Python tools for quick access to DataBC geo-data available via WFS
Project description
# bcdata
Python and command line tools for quick access to DataBC geo-data available via WFS/WCS.
[![Build Status](https://travis-ci.org/smnorris/bcdata.svg?branch=master)](https://travis-ci.org/smnorris/bcdata)
[![Coverage Status](https://coveralls.io/repos/github/smnorris/bcdata/badge.svg?branch=master)](https://coveralls.io/github/smnorris/bcdata?branch=master)
There is a [wealth of British Columbia geographic information available as open
data](https://catalogue.data.gov.bc.ca/dataset?download_audience=Public),
but direct file download urls are not available and the syntax to accesss WFS via `ogr2ogr` and/or `curl/wget` can be awkward.
This Python module and CLI attempts to simplify downloads of BC geographic data and smoothly integrate with existing Python GIS tools like `fiona` and `rasterio`.
**Note**
- it is the user's responsibility to check the licensing for any downloads, data are generally licensed as [OGL-BC](http://www2.gov.bc.ca/gov/content/governments/about-the-bc-government/databc/open-data/open-government-license-bc)
- this is not specifically endorsed by the Province of Britsh Columbia or DataBC
- use with care, please don't overload the service
## Installation
$ pip install bcdata
To enable autocomplete of dataset names (full object names only) with the command line tools, add this line to your `.bashrc` as per this [guide](https://click.palletsprojects.com/en/7.x/bashcomplete/?highlight=autocomplete#activation).
eval "$(_BCDATA_COMPLETE=source bcdata)"
## Usage
Typical usage will involve a manual search of the [DataBC Catalogue](https://catalogue.data.gov.bc.ca/dataset?download_audience=Public) to find a layer of interest. Once a dataset of interest is found, note the key with which to retreive it. This can be either the `id`/`package name` (the last portion of the url) or the `Object Name` (Under `Object Description`).

**Problem description**
Answer these about the bcdata project description:
(a) What command installs the package?
(b) Under what license are the data generally released?
(c) Which two keys can be used to retrieve a dataset?

Natural language descriptions of regions
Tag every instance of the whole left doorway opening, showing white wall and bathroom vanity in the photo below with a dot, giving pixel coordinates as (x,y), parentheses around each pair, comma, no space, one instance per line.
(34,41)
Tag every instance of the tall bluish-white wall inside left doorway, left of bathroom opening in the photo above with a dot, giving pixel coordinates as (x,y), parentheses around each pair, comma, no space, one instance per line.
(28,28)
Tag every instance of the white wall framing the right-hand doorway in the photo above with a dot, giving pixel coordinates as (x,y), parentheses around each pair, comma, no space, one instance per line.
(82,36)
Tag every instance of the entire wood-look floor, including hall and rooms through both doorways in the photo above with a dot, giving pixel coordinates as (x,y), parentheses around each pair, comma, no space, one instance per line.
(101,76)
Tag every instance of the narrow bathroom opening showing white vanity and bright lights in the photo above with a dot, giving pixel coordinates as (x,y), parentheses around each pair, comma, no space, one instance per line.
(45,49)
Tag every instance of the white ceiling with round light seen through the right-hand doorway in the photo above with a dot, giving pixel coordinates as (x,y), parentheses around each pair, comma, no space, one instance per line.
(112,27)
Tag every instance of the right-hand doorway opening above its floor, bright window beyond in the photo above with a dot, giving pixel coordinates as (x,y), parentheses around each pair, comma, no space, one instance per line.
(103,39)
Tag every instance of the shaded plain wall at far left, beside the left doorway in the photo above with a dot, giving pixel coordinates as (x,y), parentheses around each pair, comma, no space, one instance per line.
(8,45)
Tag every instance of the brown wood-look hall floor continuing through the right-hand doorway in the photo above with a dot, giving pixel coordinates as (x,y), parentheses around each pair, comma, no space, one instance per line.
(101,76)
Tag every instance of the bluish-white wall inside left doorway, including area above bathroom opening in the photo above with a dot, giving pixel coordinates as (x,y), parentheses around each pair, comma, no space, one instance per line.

**Written reply**
(a) pip install bcdata
(b) OGL-BC
(c) The `id`/`package name` (the last portion of the url) or the `Object Name` (under `Object Description`)